** start of DATASET EXTRACT **

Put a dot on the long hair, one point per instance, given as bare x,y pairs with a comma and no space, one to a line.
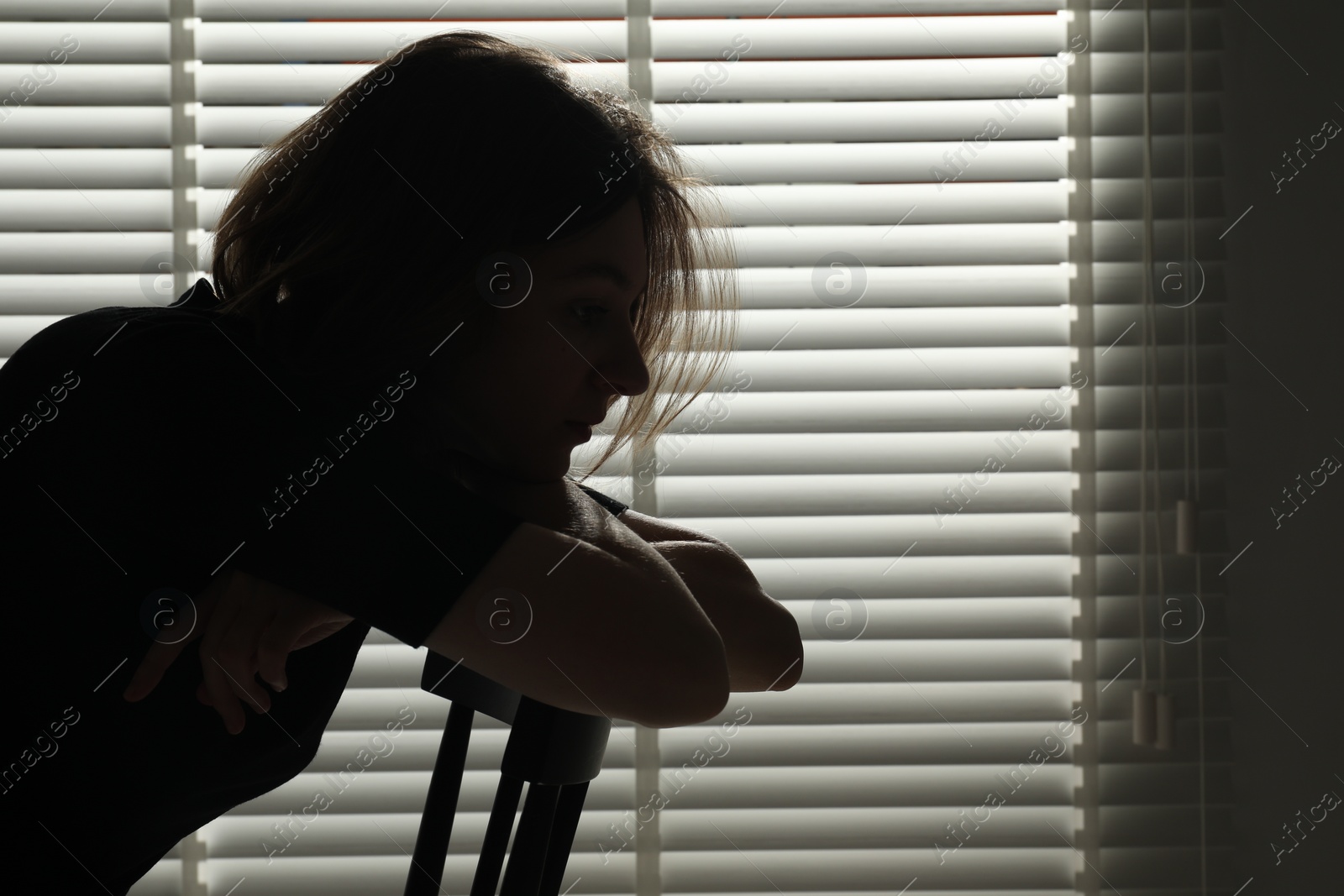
355,241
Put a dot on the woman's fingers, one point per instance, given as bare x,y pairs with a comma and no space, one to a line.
152,668
237,653
218,685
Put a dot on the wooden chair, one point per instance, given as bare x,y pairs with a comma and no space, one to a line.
555,752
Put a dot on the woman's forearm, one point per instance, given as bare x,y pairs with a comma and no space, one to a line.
759,637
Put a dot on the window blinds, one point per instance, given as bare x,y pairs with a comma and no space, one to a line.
921,291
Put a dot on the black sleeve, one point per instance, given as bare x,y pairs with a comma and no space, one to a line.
609,503
213,458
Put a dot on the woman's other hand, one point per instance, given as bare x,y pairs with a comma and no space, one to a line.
246,625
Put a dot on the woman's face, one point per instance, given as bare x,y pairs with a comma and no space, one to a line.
521,375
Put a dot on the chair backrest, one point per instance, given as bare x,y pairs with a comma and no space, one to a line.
555,752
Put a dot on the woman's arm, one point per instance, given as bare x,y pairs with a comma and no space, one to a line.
759,637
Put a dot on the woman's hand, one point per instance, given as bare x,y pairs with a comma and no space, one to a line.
246,626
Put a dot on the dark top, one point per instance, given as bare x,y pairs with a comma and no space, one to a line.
144,449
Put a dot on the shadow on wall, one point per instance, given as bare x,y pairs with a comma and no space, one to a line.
1285,172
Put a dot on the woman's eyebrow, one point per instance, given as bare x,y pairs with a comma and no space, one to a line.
600,269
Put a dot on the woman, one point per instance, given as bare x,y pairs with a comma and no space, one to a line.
421,296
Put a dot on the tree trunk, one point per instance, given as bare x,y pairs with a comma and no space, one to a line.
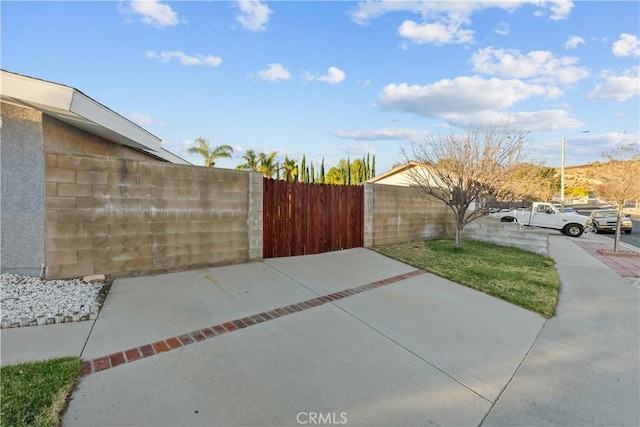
616,240
459,228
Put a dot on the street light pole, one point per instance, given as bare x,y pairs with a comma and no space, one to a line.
564,141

** end of DATASET EXTRACT **

→ YOUR INSTRUCTIONS
Copy out every line of the records above word for word, omitting the pictures.

→ EXERCISE RESPONSE
Put a dot on the long hair, one point per instance, given as bare x,y pairs with a comma and no space, one to a line.
355,241
Put a dot on the woman's fingers, one point per instance, given as bare x,y pairs with a comma and no space, one to a line.
152,668
237,653
218,685
Put a dot on the wooden chair, one point per instance, given as bare x,y pairs with a comma and no space, one to a line.
555,752
Put a dot on the woman's forearm, one point per instance, given as bare x,y pairs with a comma and no space, one to a line.
759,637
Put a dot on the window blinds, one point per instance, given as bare x,y pairs with a comma and no space, one to a line.
921,291
Put a dot on the black sleeve, one point per instance, given as bare x,y pairs with a comma and no space, one to a line.
609,503
213,458
Put a dot on the woman's other hand, one point per instance, given as bare x,y pairs with a comma and no space, one to a line.
246,625
Put a dot on the woman's face, one point per instance, given as bare x,y pairs with a comma and no space, one to a line.
521,375
Put a dot on the chair backrest, one point per instance, given as bare x,y pairs with a comma and no space, one to a line.
555,752
Put a dot on the woman's arm, one point per instance, given as bare x,y pairs with a comma and no space, one to a line.
759,637
Put a dot on the woman's hand, one point per instance, given as bare x,y pairs with a comma and no space, one to a line.
246,626
Put a dot on the dark top, one point per instance, given as bare x,y pairs with a comma and no space, one to a line.
144,449
Put a dot on the shadow on wall, one point per instance, given as bare x,y pairs with a comma and no space, one to a line.
1285,172
Put a dot on the woman's eyebrow, one point per instance, given as bare x,y pairs with a comma and no space, one to a line.
600,269
Put a dot on the woman, one point per instance, given as bare x,y pairs with a comma and no space, one to a line.
421,296
Put a dot on the tree trunk, one point per instance, given as bare x,y pairs with a comma and no space, one to a line.
616,240
459,228
Put a dot on the street light pole, one point per instance, given as bare x,y pairs with a comma and no space, one to a line.
564,141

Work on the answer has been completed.